Exercise aim ▸
Start at the line below containing "Reviewer note: check that each instance of the blue" and stop at the line containing "Reviewer note: check that each instance of the tree". Repeat every line of that stretch exactly, and nothing outside it.

Records to use ▸
******************************

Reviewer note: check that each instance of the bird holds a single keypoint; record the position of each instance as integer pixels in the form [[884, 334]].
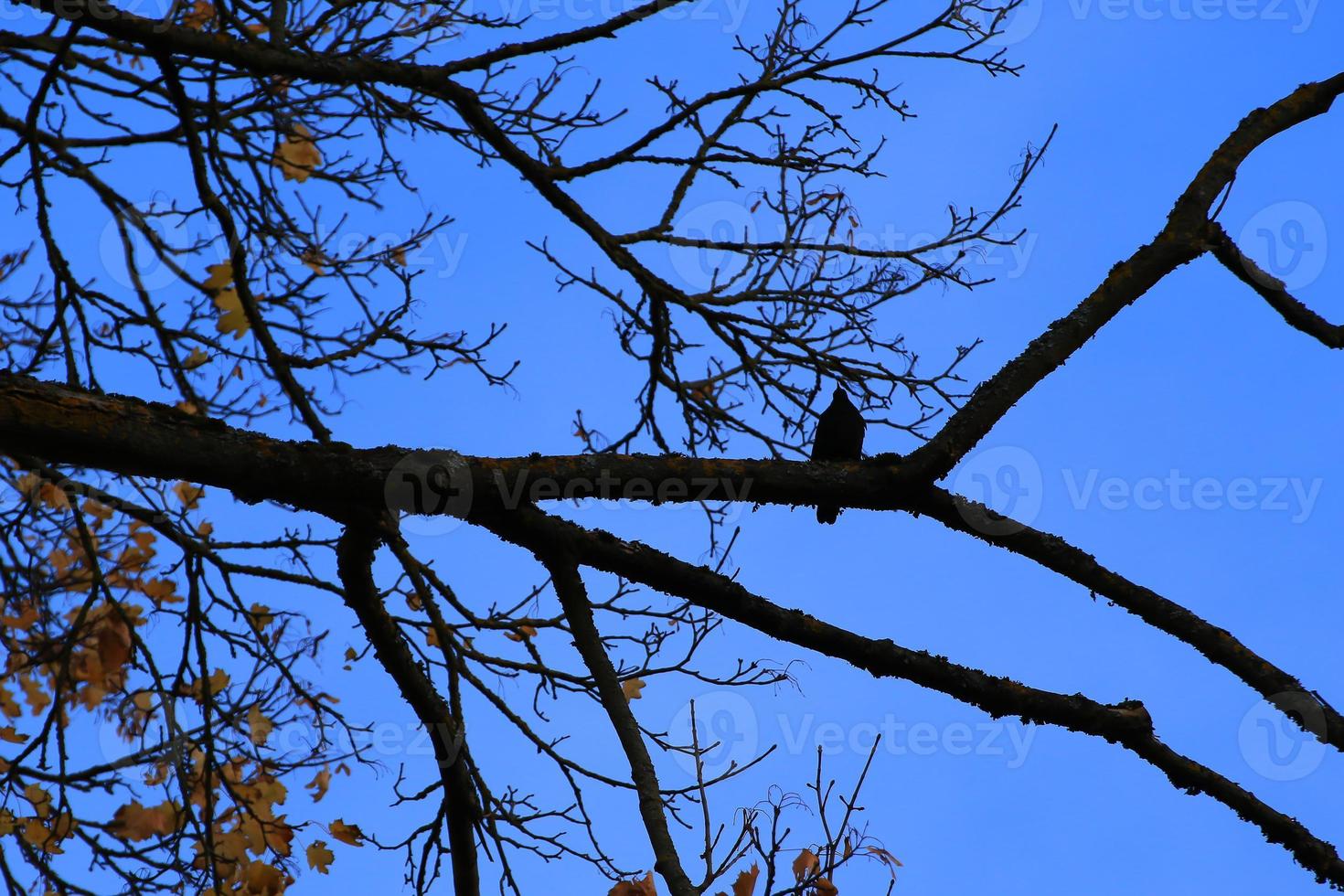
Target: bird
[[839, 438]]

******************************

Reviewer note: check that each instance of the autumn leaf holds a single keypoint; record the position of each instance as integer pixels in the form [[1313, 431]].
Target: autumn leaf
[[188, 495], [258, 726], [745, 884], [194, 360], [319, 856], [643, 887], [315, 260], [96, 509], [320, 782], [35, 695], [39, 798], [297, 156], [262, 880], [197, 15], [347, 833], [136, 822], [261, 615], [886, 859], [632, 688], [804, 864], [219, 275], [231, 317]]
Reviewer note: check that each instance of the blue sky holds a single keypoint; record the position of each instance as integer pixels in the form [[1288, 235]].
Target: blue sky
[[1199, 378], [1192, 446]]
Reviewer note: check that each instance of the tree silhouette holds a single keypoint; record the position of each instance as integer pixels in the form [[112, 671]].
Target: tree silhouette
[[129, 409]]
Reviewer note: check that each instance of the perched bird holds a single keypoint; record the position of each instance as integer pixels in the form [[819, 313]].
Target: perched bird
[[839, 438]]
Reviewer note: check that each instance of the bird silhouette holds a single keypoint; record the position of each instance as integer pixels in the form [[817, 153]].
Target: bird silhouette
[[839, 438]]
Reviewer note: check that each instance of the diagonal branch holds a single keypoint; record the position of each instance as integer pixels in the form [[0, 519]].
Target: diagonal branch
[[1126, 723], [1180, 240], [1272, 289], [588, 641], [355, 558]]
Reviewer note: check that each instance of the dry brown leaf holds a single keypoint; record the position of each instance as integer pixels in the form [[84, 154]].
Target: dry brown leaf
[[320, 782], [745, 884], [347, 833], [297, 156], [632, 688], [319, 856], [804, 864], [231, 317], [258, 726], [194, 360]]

******************************

Result of the task ▸
Reviewer note: check that each instance of the blue sky holds a single keypoint; record the position of each instance as integer pixels in the form [[1288, 235]].
Target: blue sky
[[1199, 378], [1192, 446]]
Reviewer note: check that each instance of the tree silhouette holds a single keypoint; record the position of each instance as integer pixels in the form [[112, 671]].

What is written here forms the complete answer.